Text segment: Begin
# **Join Army Medical College/CMH Lahore Medical College as A "Medical Cadet" (Males Only)**



## RDX (Dec 9, 2012)

AMC has announced its schedule for the selection of Medical Cadets. Read the details and registration procedure from the attached picture.
As registration will start from 7th May so on that day you can go directly to joinpakarmy.gov.pk for all the details and registration.

Registration: 7th May to 9th June
Initial tests: 17th June to 28th June










Sent from my Galaxy Nexus using Tapatalk 2


----------



## mishaz (Oct 2, 2012)

Girls are not eligible this year,right?


----------



## RDX (Dec 9, 2012)

mishaz said:


> Girls are not eligible this year,right?


yeah, but not specifically this year. same is the case from past few years.


----------



## Mehreen Fiaz (Jun 20, 2013)

*Criteria*

can any one tell me the criteria of entrance for Army Medical College ?


----------



## RDX (Dec 9, 2012)

Call letters for the personality tests/interview have started rolling out. I've received mine (16th & 19th Aug). Did u?
There is no merit list on website yet.

Sent from my Galaxy Nexus using Tapatalk 2


----------



## amdk (Jun 25, 2014)

i wanna ask that what is the criteria for selection in the merit listS?like to whom they will send the call letters?as i have cleared my initial written physical and medical.
thankyou.


----------
Text segment: End
**How to complete this task:**
Reproduce everything in the Army Medical College thread from "Call letters for" down to "on website yet.", swapping "personality tests" for "aptitude tests".
Source material: Begin
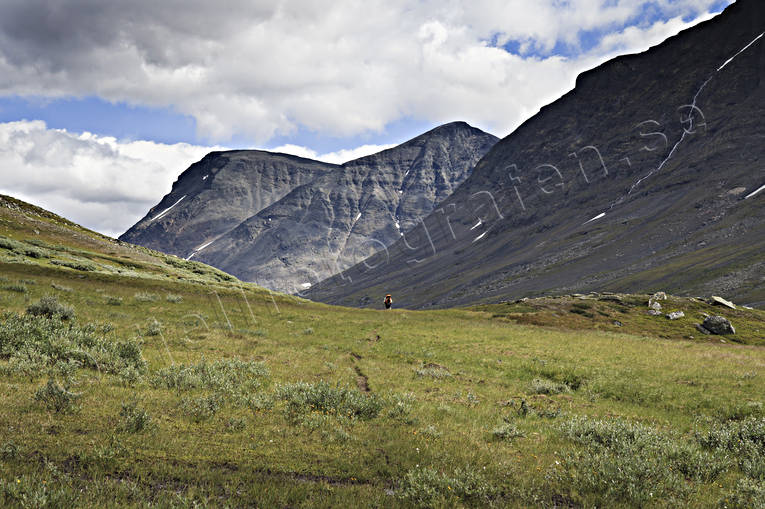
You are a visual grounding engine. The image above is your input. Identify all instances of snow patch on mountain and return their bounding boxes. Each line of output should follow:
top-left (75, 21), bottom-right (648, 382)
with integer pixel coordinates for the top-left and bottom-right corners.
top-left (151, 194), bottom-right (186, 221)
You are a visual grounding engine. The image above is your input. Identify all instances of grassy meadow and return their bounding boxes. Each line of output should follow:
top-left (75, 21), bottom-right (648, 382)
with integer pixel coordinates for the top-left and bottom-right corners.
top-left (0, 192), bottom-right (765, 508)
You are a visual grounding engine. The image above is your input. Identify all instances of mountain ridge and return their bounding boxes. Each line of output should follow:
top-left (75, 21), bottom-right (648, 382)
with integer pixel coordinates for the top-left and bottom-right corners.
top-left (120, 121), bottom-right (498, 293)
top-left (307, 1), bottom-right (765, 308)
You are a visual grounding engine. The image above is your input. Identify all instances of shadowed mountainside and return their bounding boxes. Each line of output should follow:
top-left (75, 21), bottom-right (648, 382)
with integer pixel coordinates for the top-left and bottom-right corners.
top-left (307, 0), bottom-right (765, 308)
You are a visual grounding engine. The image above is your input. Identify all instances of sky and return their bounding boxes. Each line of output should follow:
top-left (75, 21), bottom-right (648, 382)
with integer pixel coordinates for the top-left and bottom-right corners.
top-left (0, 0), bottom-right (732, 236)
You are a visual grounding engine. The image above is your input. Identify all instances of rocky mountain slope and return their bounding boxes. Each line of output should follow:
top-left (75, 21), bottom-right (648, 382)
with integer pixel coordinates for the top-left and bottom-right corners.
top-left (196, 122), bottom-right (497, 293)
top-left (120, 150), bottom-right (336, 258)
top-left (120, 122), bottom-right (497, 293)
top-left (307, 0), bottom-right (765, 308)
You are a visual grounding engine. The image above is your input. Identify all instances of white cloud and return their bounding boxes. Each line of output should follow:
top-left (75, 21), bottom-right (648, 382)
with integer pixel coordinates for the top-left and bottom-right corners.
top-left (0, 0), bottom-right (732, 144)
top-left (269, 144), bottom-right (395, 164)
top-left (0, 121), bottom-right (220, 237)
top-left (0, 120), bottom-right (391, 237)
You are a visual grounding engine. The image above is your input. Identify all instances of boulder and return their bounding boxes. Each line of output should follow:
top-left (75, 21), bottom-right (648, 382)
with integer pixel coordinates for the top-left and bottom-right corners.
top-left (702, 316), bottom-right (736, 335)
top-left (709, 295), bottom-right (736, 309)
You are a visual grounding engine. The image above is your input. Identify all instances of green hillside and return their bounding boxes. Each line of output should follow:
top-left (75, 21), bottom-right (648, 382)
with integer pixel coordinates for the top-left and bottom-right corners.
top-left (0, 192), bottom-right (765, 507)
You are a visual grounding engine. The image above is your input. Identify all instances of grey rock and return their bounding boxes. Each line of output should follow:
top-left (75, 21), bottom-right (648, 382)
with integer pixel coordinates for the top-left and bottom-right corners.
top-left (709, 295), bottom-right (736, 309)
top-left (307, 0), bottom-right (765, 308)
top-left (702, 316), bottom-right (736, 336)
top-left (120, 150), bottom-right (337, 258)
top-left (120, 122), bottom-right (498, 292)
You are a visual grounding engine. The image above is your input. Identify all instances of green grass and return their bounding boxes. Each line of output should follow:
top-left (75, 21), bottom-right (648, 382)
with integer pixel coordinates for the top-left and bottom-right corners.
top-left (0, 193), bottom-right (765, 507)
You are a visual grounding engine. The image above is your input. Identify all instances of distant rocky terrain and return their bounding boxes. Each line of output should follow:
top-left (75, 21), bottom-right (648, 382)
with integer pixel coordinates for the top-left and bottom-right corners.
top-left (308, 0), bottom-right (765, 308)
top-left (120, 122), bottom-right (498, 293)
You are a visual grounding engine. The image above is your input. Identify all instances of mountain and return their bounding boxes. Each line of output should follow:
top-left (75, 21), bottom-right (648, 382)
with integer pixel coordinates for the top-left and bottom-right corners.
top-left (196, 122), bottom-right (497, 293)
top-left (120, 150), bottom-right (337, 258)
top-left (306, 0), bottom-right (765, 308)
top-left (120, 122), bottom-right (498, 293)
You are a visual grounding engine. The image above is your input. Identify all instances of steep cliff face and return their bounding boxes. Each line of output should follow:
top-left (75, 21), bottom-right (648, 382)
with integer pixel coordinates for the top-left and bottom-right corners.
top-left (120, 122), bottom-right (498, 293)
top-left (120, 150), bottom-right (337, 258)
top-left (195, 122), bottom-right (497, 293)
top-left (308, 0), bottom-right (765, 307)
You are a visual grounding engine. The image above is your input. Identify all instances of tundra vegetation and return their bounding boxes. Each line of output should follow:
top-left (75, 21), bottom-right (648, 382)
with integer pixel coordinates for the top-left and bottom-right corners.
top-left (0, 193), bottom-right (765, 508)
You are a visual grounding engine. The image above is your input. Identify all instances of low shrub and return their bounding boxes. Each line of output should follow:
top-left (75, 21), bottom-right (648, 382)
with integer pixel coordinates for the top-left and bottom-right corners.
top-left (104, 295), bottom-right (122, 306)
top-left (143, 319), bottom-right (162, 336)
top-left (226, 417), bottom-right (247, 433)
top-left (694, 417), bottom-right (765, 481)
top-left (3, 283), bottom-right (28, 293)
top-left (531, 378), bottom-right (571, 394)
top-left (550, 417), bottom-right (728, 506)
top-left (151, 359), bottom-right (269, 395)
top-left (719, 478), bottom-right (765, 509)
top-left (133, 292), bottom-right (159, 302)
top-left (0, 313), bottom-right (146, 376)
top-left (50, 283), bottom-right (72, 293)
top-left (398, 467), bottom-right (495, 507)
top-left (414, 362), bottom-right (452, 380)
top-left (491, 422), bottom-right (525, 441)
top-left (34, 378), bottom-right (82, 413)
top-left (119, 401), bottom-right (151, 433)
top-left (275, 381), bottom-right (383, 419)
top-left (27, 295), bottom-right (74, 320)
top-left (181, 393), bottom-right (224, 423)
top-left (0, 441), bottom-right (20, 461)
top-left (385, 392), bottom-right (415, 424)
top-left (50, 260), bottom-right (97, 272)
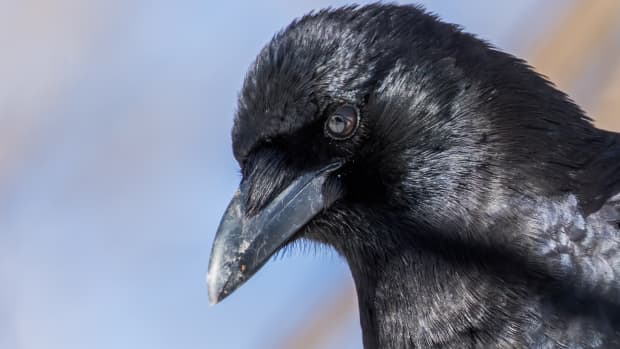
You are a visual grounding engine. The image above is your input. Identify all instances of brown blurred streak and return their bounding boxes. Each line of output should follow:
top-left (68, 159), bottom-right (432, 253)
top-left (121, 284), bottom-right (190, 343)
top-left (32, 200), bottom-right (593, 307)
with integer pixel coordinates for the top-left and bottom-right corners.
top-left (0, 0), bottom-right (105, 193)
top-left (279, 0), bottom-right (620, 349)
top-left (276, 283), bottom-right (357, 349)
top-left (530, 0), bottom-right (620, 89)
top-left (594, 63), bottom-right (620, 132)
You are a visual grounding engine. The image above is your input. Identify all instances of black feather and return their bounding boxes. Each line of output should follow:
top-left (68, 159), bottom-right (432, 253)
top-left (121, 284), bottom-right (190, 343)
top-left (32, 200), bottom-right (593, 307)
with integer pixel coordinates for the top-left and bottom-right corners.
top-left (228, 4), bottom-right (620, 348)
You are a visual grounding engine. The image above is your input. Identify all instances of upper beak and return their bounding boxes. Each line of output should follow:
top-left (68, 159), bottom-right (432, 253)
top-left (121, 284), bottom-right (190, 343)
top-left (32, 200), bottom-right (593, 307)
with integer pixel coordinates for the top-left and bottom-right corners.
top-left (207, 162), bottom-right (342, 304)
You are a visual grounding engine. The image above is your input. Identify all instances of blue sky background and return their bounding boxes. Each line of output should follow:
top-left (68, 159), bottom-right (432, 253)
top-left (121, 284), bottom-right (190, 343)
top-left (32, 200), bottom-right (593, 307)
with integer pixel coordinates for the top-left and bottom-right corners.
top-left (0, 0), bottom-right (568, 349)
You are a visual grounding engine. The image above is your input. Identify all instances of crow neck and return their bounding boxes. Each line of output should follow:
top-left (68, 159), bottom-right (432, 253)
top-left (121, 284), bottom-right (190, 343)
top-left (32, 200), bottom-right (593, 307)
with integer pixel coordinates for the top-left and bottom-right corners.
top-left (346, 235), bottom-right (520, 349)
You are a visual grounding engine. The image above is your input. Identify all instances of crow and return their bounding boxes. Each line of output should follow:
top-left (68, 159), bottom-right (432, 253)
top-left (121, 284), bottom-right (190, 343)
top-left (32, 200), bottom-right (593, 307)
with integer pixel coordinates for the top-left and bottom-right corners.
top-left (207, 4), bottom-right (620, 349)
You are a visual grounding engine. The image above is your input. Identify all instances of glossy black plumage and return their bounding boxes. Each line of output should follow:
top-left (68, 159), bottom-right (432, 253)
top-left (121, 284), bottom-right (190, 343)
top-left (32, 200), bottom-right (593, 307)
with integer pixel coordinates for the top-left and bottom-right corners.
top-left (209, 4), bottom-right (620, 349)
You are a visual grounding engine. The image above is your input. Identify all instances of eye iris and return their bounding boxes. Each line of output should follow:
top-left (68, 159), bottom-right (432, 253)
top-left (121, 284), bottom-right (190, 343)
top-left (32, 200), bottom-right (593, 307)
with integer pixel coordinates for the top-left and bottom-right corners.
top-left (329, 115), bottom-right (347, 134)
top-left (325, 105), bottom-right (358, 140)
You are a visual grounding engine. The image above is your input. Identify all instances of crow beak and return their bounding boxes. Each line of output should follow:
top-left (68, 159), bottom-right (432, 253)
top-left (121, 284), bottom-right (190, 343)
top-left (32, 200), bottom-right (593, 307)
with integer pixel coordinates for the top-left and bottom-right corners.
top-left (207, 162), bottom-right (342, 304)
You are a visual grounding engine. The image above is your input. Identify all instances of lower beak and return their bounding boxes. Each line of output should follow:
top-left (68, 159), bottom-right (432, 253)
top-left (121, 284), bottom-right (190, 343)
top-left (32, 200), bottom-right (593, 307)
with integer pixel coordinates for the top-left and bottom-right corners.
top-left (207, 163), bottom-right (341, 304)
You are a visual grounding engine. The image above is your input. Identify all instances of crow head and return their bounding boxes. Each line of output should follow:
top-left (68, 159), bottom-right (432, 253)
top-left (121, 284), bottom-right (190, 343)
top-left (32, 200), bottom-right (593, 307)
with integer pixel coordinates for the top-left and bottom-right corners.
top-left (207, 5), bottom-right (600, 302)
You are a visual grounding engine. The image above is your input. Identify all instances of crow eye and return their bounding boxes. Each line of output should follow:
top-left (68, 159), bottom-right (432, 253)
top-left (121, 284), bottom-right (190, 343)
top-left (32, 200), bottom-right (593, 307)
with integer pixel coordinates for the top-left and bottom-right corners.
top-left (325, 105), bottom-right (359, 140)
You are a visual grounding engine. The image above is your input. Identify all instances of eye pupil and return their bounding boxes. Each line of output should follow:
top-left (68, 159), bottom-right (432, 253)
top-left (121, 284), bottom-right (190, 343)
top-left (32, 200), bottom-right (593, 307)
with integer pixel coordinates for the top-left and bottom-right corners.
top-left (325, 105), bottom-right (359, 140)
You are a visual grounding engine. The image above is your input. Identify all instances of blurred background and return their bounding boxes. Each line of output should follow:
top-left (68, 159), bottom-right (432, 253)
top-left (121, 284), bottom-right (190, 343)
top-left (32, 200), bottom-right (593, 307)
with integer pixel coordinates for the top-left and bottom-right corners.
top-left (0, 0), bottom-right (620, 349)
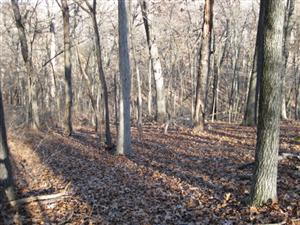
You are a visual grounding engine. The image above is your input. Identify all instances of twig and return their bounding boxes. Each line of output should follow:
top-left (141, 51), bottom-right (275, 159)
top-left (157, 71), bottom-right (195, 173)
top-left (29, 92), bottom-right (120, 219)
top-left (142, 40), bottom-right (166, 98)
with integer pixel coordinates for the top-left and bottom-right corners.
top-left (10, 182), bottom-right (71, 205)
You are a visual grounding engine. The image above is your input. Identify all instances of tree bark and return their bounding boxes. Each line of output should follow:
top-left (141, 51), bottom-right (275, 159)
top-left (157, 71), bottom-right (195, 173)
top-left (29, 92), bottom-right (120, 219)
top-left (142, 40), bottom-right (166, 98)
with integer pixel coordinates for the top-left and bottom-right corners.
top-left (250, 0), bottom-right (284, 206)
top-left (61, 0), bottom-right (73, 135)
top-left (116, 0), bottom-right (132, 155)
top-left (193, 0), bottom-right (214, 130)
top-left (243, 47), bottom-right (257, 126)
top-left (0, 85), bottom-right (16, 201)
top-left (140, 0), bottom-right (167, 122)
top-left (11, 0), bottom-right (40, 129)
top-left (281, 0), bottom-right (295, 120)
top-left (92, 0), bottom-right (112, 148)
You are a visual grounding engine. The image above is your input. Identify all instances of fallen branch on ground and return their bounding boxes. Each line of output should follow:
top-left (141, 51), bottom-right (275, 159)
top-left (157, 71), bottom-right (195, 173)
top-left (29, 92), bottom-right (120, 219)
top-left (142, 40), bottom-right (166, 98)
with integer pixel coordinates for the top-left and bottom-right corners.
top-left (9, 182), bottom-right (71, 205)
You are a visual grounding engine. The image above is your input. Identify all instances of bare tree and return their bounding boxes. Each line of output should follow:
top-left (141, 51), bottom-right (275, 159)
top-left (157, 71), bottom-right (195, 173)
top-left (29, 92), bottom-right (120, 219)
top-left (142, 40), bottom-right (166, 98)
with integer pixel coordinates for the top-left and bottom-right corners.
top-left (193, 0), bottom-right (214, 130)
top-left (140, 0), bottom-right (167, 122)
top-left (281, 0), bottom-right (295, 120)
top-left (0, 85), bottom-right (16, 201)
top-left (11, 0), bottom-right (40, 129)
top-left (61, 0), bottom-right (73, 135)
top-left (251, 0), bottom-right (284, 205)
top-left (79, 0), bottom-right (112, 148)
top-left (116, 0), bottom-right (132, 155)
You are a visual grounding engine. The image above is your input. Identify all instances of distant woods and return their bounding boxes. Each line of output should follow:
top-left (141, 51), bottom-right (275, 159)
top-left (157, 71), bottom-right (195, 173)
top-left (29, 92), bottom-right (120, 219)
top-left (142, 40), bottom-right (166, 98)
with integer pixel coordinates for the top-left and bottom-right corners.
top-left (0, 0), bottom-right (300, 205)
Source material: End
**Answer section:**
Call letters for the aptitude tests/interview have started rolling out. I've received mine (16th & 19th Aug). Did u?
There is no merit list on website yet.